Problem statement:
A verbatim reproduction of the following listing is required; omit the pictures.

Exercise data:
*** Block opens ***

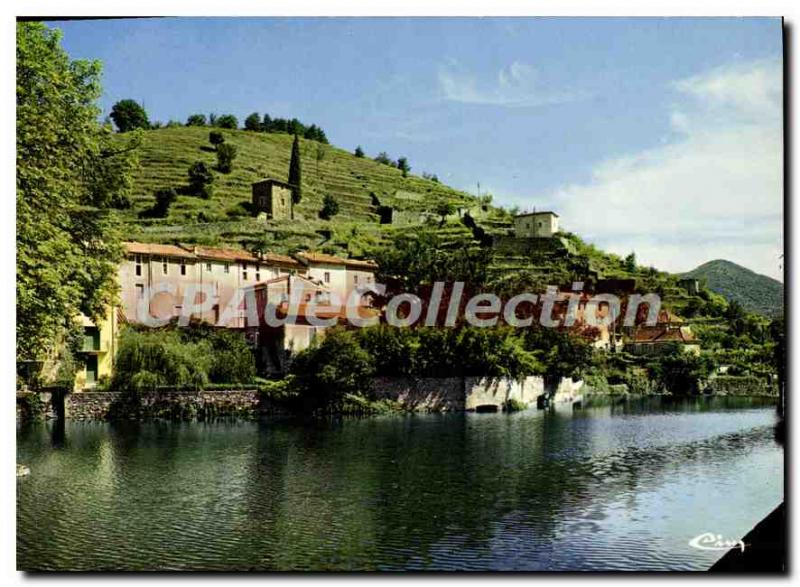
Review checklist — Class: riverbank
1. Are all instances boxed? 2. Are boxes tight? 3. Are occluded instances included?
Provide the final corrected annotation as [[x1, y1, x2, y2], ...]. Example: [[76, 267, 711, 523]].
[[17, 374, 779, 421]]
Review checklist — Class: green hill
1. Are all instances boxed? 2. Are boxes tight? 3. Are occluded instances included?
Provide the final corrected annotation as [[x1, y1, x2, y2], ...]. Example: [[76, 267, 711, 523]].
[[117, 126, 502, 256], [116, 126, 704, 313], [682, 259, 784, 317]]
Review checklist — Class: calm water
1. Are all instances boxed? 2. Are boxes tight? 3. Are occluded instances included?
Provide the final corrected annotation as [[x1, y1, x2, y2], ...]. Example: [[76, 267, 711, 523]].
[[17, 397, 783, 571]]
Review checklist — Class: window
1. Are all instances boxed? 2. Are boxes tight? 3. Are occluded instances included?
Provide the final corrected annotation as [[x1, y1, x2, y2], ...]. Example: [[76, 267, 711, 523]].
[[206, 262, 212, 272], [162, 258, 168, 275], [173, 305, 183, 317], [353, 274, 359, 284], [224, 263, 230, 274], [324, 271, 330, 283], [135, 284, 145, 299], [255, 264, 261, 282], [135, 255, 142, 276], [242, 263, 248, 280], [180, 262, 187, 276]]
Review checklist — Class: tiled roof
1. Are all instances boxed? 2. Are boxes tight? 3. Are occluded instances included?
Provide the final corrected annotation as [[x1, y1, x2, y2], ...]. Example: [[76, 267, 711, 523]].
[[190, 245, 259, 263], [123, 242, 196, 259], [261, 252, 303, 267], [124, 241, 302, 267], [631, 326, 696, 344], [296, 251, 378, 269], [514, 211, 559, 218]]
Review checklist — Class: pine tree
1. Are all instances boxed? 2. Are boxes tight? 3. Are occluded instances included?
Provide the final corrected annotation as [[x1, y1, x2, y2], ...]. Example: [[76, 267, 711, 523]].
[[288, 134, 302, 204]]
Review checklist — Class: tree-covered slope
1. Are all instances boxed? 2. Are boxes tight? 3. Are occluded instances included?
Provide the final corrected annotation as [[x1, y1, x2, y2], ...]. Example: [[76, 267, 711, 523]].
[[682, 259, 784, 317]]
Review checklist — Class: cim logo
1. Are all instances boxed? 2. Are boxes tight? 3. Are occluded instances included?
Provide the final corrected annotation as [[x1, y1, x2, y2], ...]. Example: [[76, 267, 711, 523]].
[[688, 532, 745, 553]]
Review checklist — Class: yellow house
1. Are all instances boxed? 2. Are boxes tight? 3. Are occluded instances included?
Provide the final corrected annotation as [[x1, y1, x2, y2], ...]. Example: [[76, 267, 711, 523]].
[[74, 306, 119, 390]]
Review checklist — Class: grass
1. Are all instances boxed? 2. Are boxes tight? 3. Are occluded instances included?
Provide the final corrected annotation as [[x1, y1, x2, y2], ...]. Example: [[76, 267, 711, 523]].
[[117, 126, 482, 254]]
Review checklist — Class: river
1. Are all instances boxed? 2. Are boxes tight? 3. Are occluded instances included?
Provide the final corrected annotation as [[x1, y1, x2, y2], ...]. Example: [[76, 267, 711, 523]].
[[17, 396, 783, 571]]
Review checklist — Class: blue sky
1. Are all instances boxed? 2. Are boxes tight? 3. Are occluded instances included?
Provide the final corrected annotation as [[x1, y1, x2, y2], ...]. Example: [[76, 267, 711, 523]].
[[51, 17, 783, 279]]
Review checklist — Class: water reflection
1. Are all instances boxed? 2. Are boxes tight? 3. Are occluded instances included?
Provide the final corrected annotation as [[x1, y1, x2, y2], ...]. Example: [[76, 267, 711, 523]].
[[17, 397, 782, 571]]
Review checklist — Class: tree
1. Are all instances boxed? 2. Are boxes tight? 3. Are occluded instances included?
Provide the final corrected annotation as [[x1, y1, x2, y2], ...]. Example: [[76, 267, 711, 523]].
[[319, 194, 340, 220], [244, 112, 262, 131], [215, 114, 238, 129], [209, 130, 225, 148], [17, 22, 135, 363], [374, 151, 393, 166], [624, 252, 637, 272], [216, 143, 238, 173], [186, 113, 207, 126], [436, 202, 456, 227], [288, 134, 303, 204], [109, 98, 149, 132], [262, 113, 272, 131], [355, 145, 365, 158], [148, 187, 177, 218], [397, 156, 410, 177], [188, 161, 214, 199], [289, 328, 375, 412]]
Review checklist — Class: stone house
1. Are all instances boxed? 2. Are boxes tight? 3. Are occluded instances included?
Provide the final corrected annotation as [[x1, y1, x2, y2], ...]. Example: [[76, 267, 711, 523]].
[[251, 178, 295, 220], [513, 211, 560, 238]]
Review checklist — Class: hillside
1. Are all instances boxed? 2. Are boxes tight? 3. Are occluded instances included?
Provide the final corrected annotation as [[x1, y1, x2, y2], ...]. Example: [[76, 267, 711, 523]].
[[116, 126, 706, 314], [682, 259, 784, 317], [116, 126, 500, 257]]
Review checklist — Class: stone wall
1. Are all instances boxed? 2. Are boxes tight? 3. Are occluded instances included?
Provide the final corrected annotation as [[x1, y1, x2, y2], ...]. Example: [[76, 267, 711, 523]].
[[706, 375, 778, 397], [464, 376, 545, 410], [369, 377, 465, 411], [64, 389, 267, 420], [369, 376, 547, 411]]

*** Block closes ***

Task response:
Review checklist — Class: riverbank
1. Are all instances boxed? 2. Are boxes tight? 3. Are occluded instances included?
Provide the final corrected annotation as [[x1, y1, x2, y2], ...]. Example: [[76, 267, 711, 523]].
[[17, 374, 779, 421]]
Review checklist — Class: green hill
1. Are all instances boxed? 2. Are boxes tight? 3. Are occluded instances included?
Provide the final corrected annotation as [[x1, y1, x2, y2], ...]. Example: [[76, 267, 711, 523]].
[[117, 126, 502, 256], [116, 126, 704, 313], [682, 259, 784, 317]]
Review checklist — Class: calm water
1. Are all instances boxed? 2. Are boxes tight? 3. Are occluded instances included?
Provide the final corrected annotation as [[x1, y1, x2, y2], ...]. Example: [[76, 267, 711, 523]].
[[17, 397, 783, 571]]
Review checklist — Class: window
1. Are all instances boxed? 2. Are boxes tight? 3. Are occluded instances included?
Provide the final corrected annotation as [[x1, y1, x2, y2], ...]. Example: [[76, 267, 711, 523]].
[[206, 262, 212, 272], [162, 258, 168, 275], [173, 305, 183, 317], [353, 274, 359, 284], [224, 263, 230, 274], [324, 271, 330, 283], [135, 284, 145, 299], [255, 264, 261, 282], [135, 255, 142, 276], [242, 263, 248, 280], [180, 262, 187, 276]]
Review checklist — Class: tiled roof
1. Are all instances boxed? 2. Are boxes tight? 3. Are occluded instances included?
Provide the final corrected annotation as [[x1, y1, x2, y2], ...]. Example: [[76, 267, 711, 523]].
[[190, 245, 259, 263], [123, 242, 196, 259], [261, 252, 303, 267], [124, 241, 302, 267], [631, 326, 696, 344], [296, 251, 378, 269], [514, 211, 559, 218]]
Review checklist — Class: pine tree
1. Are all instances boxed? 2. Are boxes tight? 3. Are occluded instances included?
Provide the final corrected annotation as [[x1, y1, x2, y2], ...]. Example: [[76, 267, 711, 523]].
[[288, 134, 302, 204]]
Review checklist — Class: tree-covered slope
1. Are all instances boxed? 2. Are boxes tight? 3. Are occluded instances included?
Provide the final corrected annotation as [[x1, y1, x2, y2], ...]. Example: [[76, 267, 711, 523]].
[[682, 259, 784, 317]]
Review checklist — Class: cim logo
1. Are all instances boxed? 2. Are boxes tight? 3. Are occluded instances included?
Provide the final corrected annotation as [[x1, y1, x2, y2], ...]. Example: [[76, 267, 711, 523]].
[[688, 532, 745, 553]]
Review checklist — Class: yellow house
1. Are all instances boxed? 2. Are boxes tight? 3. Are occluded instances included?
Provide the final corrected annotation as [[x1, y1, x2, y2], ...]. Example: [[76, 267, 711, 523]].
[[74, 306, 119, 390]]
Review checklist — Class: grass
1. Are all instances boxed? 2. Are boxes tight? 3. Are occluded instances included?
Provide the final corrected annotation as [[x1, y1, x2, y2], ...]. Example: [[76, 267, 711, 523]].
[[117, 126, 482, 254]]
Review checklist — Class: river
1. Are all instances boxed? 2. Are boxes tight? 3. Are occluded instances included?
Provide the final corrected annotation as [[x1, y1, x2, y2], ...]. Example: [[76, 267, 711, 523]].
[[17, 396, 783, 571]]
Review checklist — Class: blue sky
1. Are all instances boxed? 2. Are boxes tight? 3. Are occluded instances included?
Provide the final corrected annotation as [[x1, y1, x2, y2], ...]. Example: [[76, 267, 711, 523]].
[[51, 17, 783, 279]]
Review checklist — Class: water reflection
1. Are all instances boxed? 2. Are boxes tight? 3. Are occluded instances included?
Provide the final corrected annotation as [[x1, y1, x2, y2], ...]. Example: [[76, 267, 711, 523]].
[[17, 397, 782, 571]]
Review checklist — Class: tree
1. Are all instances boxed? 2. Are boxes tight? 3. Are occluded instances included?
Provide the final corrected annotation as [[x1, y1, x2, y2], ...]. Example: [[76, 267, 711, 523]].
[[319, 194, 340, 220], [244, 112, 262, 131], [215, 114, 238, 129], [209, 130, 225, 148], [17, 22, 135, 363], [374, 151, 393, 166], [624, 252, 637, 272], [216, 143, 238, 173], [186, 113, 207, 126], [436, 202, 456, 227], [288, 134, 303, 204], [109, 98, 149, 132], [262, 113, 272, 131], [355, 145, 365, 158], [148, 187, 177, 218], [397, 156, 410, 177], [188, 161, 214, 199], [289, 328, 375, 412]]
Review checklist — Class: stone house
1. Are all instances boxed? 2. Are boxes tight? 3. Are occluded instances included?
Provide the final corrected annotation as [[x1, y1, x2, y2], ...]. Example: [[76, 267, 711, 523]].
[[251, 178, 295, 220], [513, 211, 560, 238]]
Review checklist — Class: hillside
1. Are all instances boxed? 2. Are boxes tight? 3. Are occluded instances included?
Provide the final corrected annotation as [[x1, y1, x2, y2], ...]. Example: [[76, 267, 711, 523]].
[[116, 126, 706, 314], [682, 259, 784, 317], [116, 126, 500, 257]]
Review checklist — Class: stone wall
1. Are all instances boxed? 2. Are boxes tight? 3. Are occluded instances included?
Provide the final corrected annotation as [[x1, y1, x2, y2], ...]. Example: [[76, 267, 711, 523]].
[[706, 375, 778, 397], [464, 376, 545, 410], [369, 377, 465, 411], [64, 389, 267, 420], [369, 376, 547, 411]]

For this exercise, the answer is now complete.